### Scopo del compito
Prosegua l'articolo sulla rimborsabilità dell'inclisiran contro il colesterolo, riprendendo dopo l'ultima frase riportata.

[Brano del documento]

Aifa. Ok alla rimborsabilità del farmaco biologico inclisiran, in grado di ridurre il colesterolo cattivo
L’Agenzia italiana del farmaco ha approvato la rimborsabilità di una terapia che riduce i livelli di colesterolo ‘cattivo’ Ldl nei pazienti adulti con ipercolesterolemia primaria (eterozigote familiare e non familiare) o dislipidemia mista (condizioni caratterizzate da alti livelli di grassi nel sangue, incluso il colesterolo). Lo ha annunciato Novartis, l’azienda farmaceutica che commercializza inclisiran.
Si tratta di un farmaco che, interferendo con l’Rna messaggero – spiega il gruppo in una nota – è in grado di dimezzare in maniera efficace e sostenuta nel tempo i livelli di colesterolo a bassa densità (Ldl-c), principale causa dell’aterosclerosi, la patologia vascolare più diffusa al mondo e responsabile di eventi coronarici e cerebrovascolari acuti come l’infarto miocardico e l’ictus cerebrale.
La terapia potrebbe consentire ai pazienti eleggibili di raggiungere in maniera stabile e controllata i livelli target di Ldl-c con appena due somministrazioni l’anno, beneficiando anche di un significativo miglioramento della qualità di vita.
Si tratta della prima terapia a base di small-interfering Rna (siRna) per la riduzione del colesterolo Ldl – spiega Novartis – e rappresenta un nuovo approccio alla gestione dei pazienti con ipercolesterolemia. Inclisiran è innovativo nel suo meccanismo d’azione, poiché rientra nella classe degli agenti terapeutici Rnai (Rna interference), farmaci che silenziano gli Rna messaggeri (mRna).
Si tratta di un piccolo Rna interferente (siRna) a doppio filamento con un’elevata affinità per il fegato, all’interno del quale riduce i livelli di una proteina chiamata Pcsk9, coinvolta nel metabolismo del colesterolo. Questo meccanismo aumenta la capacità del fegato di assorbire il colesterolo Ldl e porta di conseguenza a una riduzione dei livelli di colesterolo Ldl presente nel sangue.

[/Brano del documento]
[Dati estratti]

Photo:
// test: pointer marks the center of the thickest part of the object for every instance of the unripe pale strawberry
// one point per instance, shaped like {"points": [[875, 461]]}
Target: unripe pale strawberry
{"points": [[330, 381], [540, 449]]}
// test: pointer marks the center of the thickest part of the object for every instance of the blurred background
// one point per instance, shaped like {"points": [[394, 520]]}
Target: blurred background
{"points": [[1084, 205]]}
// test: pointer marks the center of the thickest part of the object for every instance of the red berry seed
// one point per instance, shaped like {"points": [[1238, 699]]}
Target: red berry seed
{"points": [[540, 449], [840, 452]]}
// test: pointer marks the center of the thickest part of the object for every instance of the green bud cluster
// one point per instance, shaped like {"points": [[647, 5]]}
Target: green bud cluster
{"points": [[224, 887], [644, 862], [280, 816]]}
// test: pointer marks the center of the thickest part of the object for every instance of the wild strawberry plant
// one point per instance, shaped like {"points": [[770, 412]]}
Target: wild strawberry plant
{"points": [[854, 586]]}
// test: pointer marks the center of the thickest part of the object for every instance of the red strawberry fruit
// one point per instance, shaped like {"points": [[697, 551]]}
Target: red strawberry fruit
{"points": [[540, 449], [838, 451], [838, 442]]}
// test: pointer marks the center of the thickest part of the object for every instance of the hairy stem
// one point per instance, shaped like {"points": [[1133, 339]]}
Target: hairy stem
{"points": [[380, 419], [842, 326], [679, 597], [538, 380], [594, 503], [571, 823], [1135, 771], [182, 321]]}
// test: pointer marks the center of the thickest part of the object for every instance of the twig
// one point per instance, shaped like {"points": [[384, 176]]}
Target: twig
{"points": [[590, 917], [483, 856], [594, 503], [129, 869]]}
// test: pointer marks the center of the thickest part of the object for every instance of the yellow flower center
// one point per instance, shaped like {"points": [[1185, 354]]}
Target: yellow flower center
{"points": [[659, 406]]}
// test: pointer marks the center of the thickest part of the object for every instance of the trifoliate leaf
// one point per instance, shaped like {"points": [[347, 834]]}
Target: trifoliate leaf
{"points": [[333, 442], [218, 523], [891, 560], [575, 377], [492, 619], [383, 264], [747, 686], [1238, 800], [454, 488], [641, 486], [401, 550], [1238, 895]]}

[/Dati estratti]

### Risposta scritta
Inclisiran in Italia è indicato, in aggiunta alla dieta, in associazione a una statina o una statina con altre terapie ipolipemizzanti orali, in pazienti non in grado di raggiungere gli obiettivi per l’Ldl-c con la dose massima tollerata di una statina, oppure in monoterapia o in associazione ad altre terapie ipolipemizzanti in pazienti intolleranti alle statine o per i quali una statina è controindicata.
Il colesterolo ‘cattivo’ – evidenzia la nota – è riconosciuto come il principale fattore di rischio modificabile per la riduzione del rischio cardiovascolare. Cinquant’anni di studi clinici evidenziano infatti la correlazione diretta tra colesterolo Ldl e la malattia cardiovascolare aterosclerotica.
Questa, spesso diagnosticata solo dopo un infarto, ictus o altri eventi cardiovascolari, è provocata da un eccesso di colesterolo cattivo nel sangue che, aderendo alle pareti interne delle arterie, porta all’accumulo di depositi di grasso (ateroma o placca aterosclerotica) e rende più difficile il passaggio del sangue.
Spesso i pazienti non presentano una sintomatologia specifica, quindi sono inconsapevoli del rischio di sviluppare questa pericolosa condizione. Nonostante sia il fattore di rischio cardiovascolare più facilmente modificabile, purtroppo ottenere una riduzione efficace e sostenuta nel tempo dei livelli di colesterolo Ldl è ancora una sfida, tanto che 8 pazienti su 10 ad alto rischio non sono in grado di ridurre il loro Ldl-c ai livelli raccomandati.